● Tasks to complete
1. Output everything in the blog post about dedication from "That's why I'm" down to "more important when.", copied word for word.
2. In the blog post about dedication, list the things the writer says they do for the blog.
3. Resume the blog post about dedication, starting right after its final sentence.

● Text to read
I've been away for the last
ten days and spend an amazing time with great people. I wanted this post to be
about my experiences on that trip but instead I've decided to postpone that one
for next week. I'll still be touching something that happened while I wasn't at
home.
I guess I've mentioned it
quite often that I'm not a very dedicated person. I try, and if I don't succeed
I just do what I can and then might as well give up. Usually I don't do my very
best but just the amount that is necessary to still pass whatever task I'm
doing. School is a good example there. When you write your finals you should
probably study a lot and set your goals the highest you can. Instead of doing
that I wanted to achieve an average level and other than working for school I
watched series. My grades in the end were ok, you know, but it could've been
better if I just worked harder.
The thing is, as soon
you’re out of it school gets unimportant. Not a lot of people care about the
grades you had when you apply to a job, at least not around here. I struggled
finding a job so much, not because my grades weren't that good but because I
wasn't dedicated enough. I just wrote application after application, but what I
should’ve done was phoning companies or apply directly by going there and presenting
myself. You have to be though around this world nowadays, open and ambitious. That's
exactly my problem.
That's why I'm so proud of
this blog. My posts may not be the best ones, but I work rather hard for them,
do a lot of thinking before writing and I update it on a regular basis. I could
be better, but I know that I still have quite the distance to travel until I
reach what I want with this site and with my writing in general so it’s a good
field to practise in.
Obviously I was still not
happy with the rest of my situation, so what changed my point of view? Why did
I suddenly decide that what I've been doing so far was not good enough? Well
first of all I have goals that I want to achieve and all of them are things
that are not the easiest for me. I always knew that I would get there
eventually, but did not care that much how or more important when.

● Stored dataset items
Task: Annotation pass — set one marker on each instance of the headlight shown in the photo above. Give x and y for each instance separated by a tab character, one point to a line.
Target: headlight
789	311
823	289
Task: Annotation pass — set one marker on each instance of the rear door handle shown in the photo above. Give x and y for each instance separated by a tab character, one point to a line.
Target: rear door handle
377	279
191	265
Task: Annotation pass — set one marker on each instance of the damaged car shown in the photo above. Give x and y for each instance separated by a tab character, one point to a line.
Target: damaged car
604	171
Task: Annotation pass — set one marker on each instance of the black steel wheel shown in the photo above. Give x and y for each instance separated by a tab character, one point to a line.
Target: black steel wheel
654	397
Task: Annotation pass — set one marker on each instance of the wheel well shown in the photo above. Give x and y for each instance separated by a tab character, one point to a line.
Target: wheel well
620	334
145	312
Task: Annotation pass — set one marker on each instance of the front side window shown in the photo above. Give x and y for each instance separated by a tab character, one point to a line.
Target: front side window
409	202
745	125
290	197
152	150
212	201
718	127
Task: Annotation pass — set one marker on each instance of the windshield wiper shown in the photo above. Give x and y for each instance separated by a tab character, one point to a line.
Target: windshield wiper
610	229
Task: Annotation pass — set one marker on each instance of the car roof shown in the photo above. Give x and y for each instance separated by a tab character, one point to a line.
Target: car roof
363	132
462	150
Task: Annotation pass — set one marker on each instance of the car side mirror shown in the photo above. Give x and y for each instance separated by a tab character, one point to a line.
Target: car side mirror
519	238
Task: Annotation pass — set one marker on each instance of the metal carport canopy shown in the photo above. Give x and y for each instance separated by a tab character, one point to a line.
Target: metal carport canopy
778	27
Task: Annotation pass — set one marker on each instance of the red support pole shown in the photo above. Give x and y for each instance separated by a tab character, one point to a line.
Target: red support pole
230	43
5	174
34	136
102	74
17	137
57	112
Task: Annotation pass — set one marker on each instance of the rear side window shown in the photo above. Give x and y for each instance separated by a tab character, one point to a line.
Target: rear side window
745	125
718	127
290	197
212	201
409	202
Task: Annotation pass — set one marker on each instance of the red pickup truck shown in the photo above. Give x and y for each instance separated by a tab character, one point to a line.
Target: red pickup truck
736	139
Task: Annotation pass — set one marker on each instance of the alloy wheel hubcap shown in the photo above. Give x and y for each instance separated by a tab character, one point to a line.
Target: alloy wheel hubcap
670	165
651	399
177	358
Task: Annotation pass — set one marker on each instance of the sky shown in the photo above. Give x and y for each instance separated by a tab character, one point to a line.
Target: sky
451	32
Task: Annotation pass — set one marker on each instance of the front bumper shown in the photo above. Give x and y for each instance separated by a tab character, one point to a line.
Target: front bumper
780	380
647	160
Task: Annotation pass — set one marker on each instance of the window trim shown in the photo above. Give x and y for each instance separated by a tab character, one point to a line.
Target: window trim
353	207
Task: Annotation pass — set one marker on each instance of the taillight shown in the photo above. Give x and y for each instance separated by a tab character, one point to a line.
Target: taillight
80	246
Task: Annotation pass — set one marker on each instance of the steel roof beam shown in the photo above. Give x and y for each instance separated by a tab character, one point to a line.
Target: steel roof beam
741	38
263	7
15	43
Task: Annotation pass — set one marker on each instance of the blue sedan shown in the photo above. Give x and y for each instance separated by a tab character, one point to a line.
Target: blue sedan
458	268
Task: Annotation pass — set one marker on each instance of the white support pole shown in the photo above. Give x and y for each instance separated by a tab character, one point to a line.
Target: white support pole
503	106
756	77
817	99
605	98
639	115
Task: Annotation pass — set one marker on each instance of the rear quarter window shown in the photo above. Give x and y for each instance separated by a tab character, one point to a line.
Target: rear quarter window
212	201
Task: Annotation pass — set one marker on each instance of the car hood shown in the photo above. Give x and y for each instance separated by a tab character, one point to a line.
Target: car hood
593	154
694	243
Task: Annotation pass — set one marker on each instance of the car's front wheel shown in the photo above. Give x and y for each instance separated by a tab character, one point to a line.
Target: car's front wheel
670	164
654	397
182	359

● Written answers
1.
That's why I'm so proud of
this blog. My posts may not be the best ones, but I work rather hard for them,
do a lot of thinking before writing and I update it on a regular basis. I could
be better, but I know that I still have quite the distance to travel until I
reach what I want with this site and with my writing in general so it’s a good
field to practise in.
Obviously I was still not
happy with the rest of my situation, so what changed my point of view? Why did
I suddenly decide that what I've been doing so far was not good enough? Well
first of all I have goals that I want to achieve and all of them are things
that are not the easiest for me. I always knew that I would get there
eventually, but did not care that much how or more important when.

2.
- Works rather hard on the posts
- Does a lot of thinking before writing
- Updates it on a regular basis

3.
The thing is I don't have time
anymore to linger around. I see people achieving their goals at a young age and
within me there is the urge to get there too. People plan big things and i feel
like I do nothing at all which is not very satisfactory. Plus I don't have the
energy left to be tossed around by life like a leave in a stormy river.
My parents have already separated
and that one was hard. After a year I felt quite ok with the whole situation,
knowing my father wanted to keep the flat so I'd still have a home here in this
town. While I was away my mum went to a lawyer because there where financial
problems between my parents not yet resolved. They are now getting divorced and
my father probably sells our flat. That combined with the fact that the whole
Uni thing scares me so much deep down made it obvious that I needed to get
stronger.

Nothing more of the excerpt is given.